### [AIM]
Return every one of the following rows verbatim, changing nothing.

### [SUPPLIED DATA]
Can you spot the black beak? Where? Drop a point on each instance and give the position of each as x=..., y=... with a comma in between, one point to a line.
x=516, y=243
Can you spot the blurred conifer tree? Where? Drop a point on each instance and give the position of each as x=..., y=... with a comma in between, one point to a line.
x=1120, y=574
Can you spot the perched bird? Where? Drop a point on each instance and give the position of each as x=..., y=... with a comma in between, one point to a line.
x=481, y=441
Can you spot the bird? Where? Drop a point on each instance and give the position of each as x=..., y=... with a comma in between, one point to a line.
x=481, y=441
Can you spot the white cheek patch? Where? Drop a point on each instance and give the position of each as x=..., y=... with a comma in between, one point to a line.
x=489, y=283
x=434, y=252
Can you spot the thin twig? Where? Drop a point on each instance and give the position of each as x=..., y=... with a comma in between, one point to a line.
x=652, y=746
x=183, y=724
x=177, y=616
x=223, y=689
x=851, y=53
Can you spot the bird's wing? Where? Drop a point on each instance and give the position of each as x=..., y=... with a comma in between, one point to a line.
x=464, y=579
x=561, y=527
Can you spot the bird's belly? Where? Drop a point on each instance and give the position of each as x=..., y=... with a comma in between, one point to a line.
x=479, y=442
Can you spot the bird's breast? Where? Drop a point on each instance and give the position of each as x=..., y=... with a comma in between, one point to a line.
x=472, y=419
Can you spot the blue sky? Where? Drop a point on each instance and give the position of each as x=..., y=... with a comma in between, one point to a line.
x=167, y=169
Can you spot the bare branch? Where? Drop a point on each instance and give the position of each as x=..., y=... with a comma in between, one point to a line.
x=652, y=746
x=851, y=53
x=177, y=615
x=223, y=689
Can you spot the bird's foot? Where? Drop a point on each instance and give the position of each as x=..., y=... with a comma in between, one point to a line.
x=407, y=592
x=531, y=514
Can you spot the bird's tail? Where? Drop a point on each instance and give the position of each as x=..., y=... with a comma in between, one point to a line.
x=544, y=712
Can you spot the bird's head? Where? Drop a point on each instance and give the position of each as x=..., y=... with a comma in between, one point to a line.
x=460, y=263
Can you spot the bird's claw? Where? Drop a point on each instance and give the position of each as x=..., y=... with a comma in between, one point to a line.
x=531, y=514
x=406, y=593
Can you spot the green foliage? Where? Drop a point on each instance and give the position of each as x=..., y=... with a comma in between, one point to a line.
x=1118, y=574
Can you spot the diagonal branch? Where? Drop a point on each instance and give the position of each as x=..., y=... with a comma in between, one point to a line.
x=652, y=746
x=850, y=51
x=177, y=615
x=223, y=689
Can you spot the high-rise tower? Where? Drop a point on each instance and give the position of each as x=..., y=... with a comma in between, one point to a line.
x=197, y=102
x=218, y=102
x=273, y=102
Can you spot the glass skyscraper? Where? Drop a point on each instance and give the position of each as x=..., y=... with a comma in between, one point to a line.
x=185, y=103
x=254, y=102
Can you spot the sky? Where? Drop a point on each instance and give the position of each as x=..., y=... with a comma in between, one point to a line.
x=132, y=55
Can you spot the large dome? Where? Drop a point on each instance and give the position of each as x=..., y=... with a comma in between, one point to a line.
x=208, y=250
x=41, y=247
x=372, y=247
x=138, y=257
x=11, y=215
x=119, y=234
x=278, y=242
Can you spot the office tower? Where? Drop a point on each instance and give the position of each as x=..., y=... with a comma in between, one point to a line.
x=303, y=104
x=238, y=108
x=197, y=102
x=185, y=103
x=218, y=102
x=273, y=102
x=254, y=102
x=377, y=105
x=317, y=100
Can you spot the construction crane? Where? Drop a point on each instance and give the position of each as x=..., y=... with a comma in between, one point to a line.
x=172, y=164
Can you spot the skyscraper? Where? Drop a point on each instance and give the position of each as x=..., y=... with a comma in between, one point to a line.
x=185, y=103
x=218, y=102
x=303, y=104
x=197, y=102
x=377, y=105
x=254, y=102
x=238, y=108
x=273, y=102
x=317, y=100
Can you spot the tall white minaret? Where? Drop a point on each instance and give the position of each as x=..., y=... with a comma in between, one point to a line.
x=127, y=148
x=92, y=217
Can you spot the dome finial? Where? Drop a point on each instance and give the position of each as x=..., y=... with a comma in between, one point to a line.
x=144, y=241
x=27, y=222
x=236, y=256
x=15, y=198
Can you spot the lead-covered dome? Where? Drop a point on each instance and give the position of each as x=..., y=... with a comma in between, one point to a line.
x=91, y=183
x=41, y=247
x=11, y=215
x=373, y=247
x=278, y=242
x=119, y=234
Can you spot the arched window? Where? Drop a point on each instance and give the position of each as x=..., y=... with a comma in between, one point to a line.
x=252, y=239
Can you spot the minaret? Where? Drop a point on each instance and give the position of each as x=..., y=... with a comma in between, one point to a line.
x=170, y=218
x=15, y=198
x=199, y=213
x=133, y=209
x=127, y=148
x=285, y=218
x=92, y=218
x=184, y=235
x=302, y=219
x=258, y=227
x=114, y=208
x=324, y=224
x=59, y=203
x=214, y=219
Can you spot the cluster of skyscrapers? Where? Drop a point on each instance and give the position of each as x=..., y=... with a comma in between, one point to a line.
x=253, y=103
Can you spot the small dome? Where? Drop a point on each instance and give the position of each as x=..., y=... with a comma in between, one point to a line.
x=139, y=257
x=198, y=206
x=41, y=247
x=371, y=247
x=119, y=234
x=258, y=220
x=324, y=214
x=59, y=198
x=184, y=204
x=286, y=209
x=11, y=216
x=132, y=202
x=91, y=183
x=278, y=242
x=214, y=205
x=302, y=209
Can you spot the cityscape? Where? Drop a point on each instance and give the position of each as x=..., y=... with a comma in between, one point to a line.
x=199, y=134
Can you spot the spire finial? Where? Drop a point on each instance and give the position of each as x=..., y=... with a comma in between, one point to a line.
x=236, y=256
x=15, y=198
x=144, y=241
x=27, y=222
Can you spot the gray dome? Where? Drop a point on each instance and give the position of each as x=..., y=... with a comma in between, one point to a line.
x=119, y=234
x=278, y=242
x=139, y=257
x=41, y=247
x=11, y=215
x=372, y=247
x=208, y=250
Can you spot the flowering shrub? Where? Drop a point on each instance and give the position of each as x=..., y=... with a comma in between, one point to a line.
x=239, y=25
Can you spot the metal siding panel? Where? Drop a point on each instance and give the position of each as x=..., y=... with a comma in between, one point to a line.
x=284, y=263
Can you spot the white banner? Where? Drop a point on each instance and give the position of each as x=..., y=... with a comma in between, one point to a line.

### [COMPLETE RESPONSE]
Can you spot the black beak? Where? Drop a point on each instance and give the position of each as x=..., y=... with a comma in between, one point to a line.
x=516, y=243
Can you spot the blurred conifer tree? Where? Drop a point on each instance and give the position of each as x=..., y=... with a comma in between, one point to a line.
x=1120, y=574
Can you spot the perched bird? Where? Drop a point on each instance and give the position of each as x=..., y=... with a comma in between, one point to a line.
x=481, y=441
Can you spot the bird? Where? Drop a point on each instance and give the position of each as x=..., y=... with a comma in between, one point to a line.
x=481, y=441
Can you spot the white cheek patch? Where? Drop a point on each instance and give the position of each as x=..., y=... with a comma in between, one point to a line.
x=489, y=283
x=434, y=252
Can you spot the thin twig? Where? Drop a point on each instance and give the position of each as x=..., y=... with a comma in between, one point to a line.
x=652, y=746
x=183, y=724
x=177, y=616
x=223, y=689
x=851, y=53
Can you spot the bird's wing? Where? Drop a point on each instance and give the position of each as x=..., y=... with a comma in between, one point to a line.
x=464, y=579
x=561, y=527
Can you spot the bird's belly? Where? Drop a point on each instance and give the position of each as x=..., y=... with a comma in between, one point to a line.
x=479, y=442
Can you spot the bird's breast? Where? Drop a point on each instance and give the position of each as x=..., y=... with a comma in between, one point to a line.
x=472, y=419
Can you spot the blue sky? Where? Drop a point on each instance and give the position of each as x=..., y=... with a comma in between, one point to a line.
x=167, y=169
Can you spot the bare branch? Where? Drop a point on each instance and give the position of each as x=..., y=... with a comma in between, one point to a line.
x=652, y=746
x=851, y=53
x=177, y=615
x=223, y=689
Can you spot the bird's foot? Where? Drop a point on each instance and give the position of each as x=..., y=... with a comma in between, one point to a line.
x=407, y=592
x=531, y=514
Can you spot the bird's tail? Where? Drop a point on each instance and give the position of each as x=..., y=... with a comma in between, one point to a line.
x=544, y=712
Can you spot the bird's head? Where? Drop a point on each instance and give the position of each as x=..., y=... with a comma in between, one point to a line.
x=460, y=263
Can you spot the bird's claw? Where? Drop a point on each instance and give the position of each as x=..., y=... with a comma in between, one point to a line.
x=531, y=514
x=406, y=593
Can you spot the green foliage? Where? Drop a point on each instance and give the position of each as x=..., y=... with a comma in between, one point to a line.
x=1118, y=574
Can you spot the diagonal branch? Where? Drop a point on each instance and give the position of each as x=..., y=... with a comma in between, one point to a line.
x=652, y=746
x=850, y=51
x=177, y=615
x=223, y=689
Can you spot the high-rise tower? Where? Drop a point on each instance and give the position of each as x=..., y=... with a comma in between, one point to a line.
x=197, y=102
x=218, y=102
x=273, y=102
Can you spot the glass skyscraper? Where? Drop a point on each instance and give the position of each as x=..., y=... with a comma in between, one point to a line.
x=185, y=103
x=254, y=102
Can you spot the sky? Where? Drop a point on each instance and give the position of each as x=..., y=... with a comma in between, one point to a line.
x=132, y=55
Can you spot the large dome? Where? Drop a point on each instance and give the position of each as x=..., y=... with a comma in between, one point to a line.
x=208, y=250
x=41, y=247
x=372, y=247
x=138, y=257
x=11, y=215
x=119, y=234
x=278, y=242
Can you spot the office tower? Where? Drop a point on each instance and give the position of each as x=..., y=... with a comma in between, one point to a line.
x=303, y=104
x=238, y=108
x=197, y=102
x=185, y=103
x=218, y=102
x=273, y=102
x=254, y=102
x=377, y=105
x=317, y=100
Can you spot the construction crane? Where? Drop a point on each instance and give the position of each as x=..., y=... with a comma in between, one point to a line.
x=172, y=164
Can you spot the skyscraper? Where? Drop a point on each instance and give the position of each as x=..., y=... with a comma in between, one point to a line.
x=185, y=103
x=218, y=102
x=303, y=104
x=197, y=102
x=377, y=105
x=254, y=102
x=238, y=108
x=273, y=102
x=317, y=100
Can you spot the tall white minaret? Where? Drop a point on each instance and give the position of each as x=..., y=... with a comma in between, one point to a line.
x=127, y=148
x=92, y=217
Can you spot the dome finial? Where? Drop a point on each instance and give the position of each as x=..., y=... with a comma in between, one point to a line.
x=144, y=241
x=27, y=222
x=236, y=256
x=15, y=198
Can you spot the lead-covered dome? Where? Drop a point on each instance and give the position of each as x=..., y=... with a comma in between, one point to a line.
x=91, y=183
x=41, y=247
x=11, y=215
x=373, y=247
x=278, y=242
x=119, y=234
Can you spot the arched window? Where? Drop a point on each instance and give the position of each as x=..., y=... with a comma in between, one point to a line.
x=252, y=239
Can you spot the minaret? Where? Drop a point on each instance and give the position of each as x=..., y=... with a comma in between, one point to a line.
x=170, y=218
x=15, y=198
x=199, y=213
x=133, y=209
x=127, y=148
x=285, y=218
x=92, y=218
x=184, y=235
x=302, y=219
x=258, y=227
x=114, y=208
x=324, y=224
x=59, y=203
x=214, y=219
Can you spot the cluster of skyscrapers? Where? Drop a point on each instance and give the position of each as x=..., y=... with a comma in between, one point to a line.
x=253, y=103
Can you spot the small dome? Where? Drop a point on each instance and give the position of each as x=..., y=... with a comma in between, one point to a line.
x=139, y=257
x=198, y=206
x=41, y=247
x=371, y=247
x=119, y=234
x=258, y=220
x=324, y=214
x=59, y=198
x=184, y=204
x=286, y=209
x=11, y=216
x=132, y=202
x=91, y=183
x=278, y=242
x=214, y=205
x=302, y=209
Can you spot the cityscape? Where? Drop a point on each instance and give the position of each as x=..., y=... with a comma in between, one point to a line.
x=199, y=134
Can you spot the spire finial? Where? Drop a point on each instance and give the position of each as x=..., y=... with a comma in between, one point to a line.
x=236, y=256
x=15, y=198
x=144, y=241
x=27, y=222
Can you spot the gray dome? Where? Drop a point on each instance and give the position of each as x=..., y=... with a comma in between, one point to a line.
x=119, y=234
x=278, y=242
x=139, y=257
x=41, y=247
x=11, y=215
x=372, y=247
x=208, y=250
Can you spot the flowering shrub? Where? Drop a point on each instance and give the position of each as x=..., y=... with a comma in between, one point to a line.
x=239, y=25
Can you spot the metal siding panel? Where? Drop a point on each instance and give the position of each as x=..., y=... with a comma in between, one point to a line.
x=284, y=263
Can you spot the white banner? Where? Drop a point on each instance and give the position of each as x=..., y=... with a comma in between, one point to a line.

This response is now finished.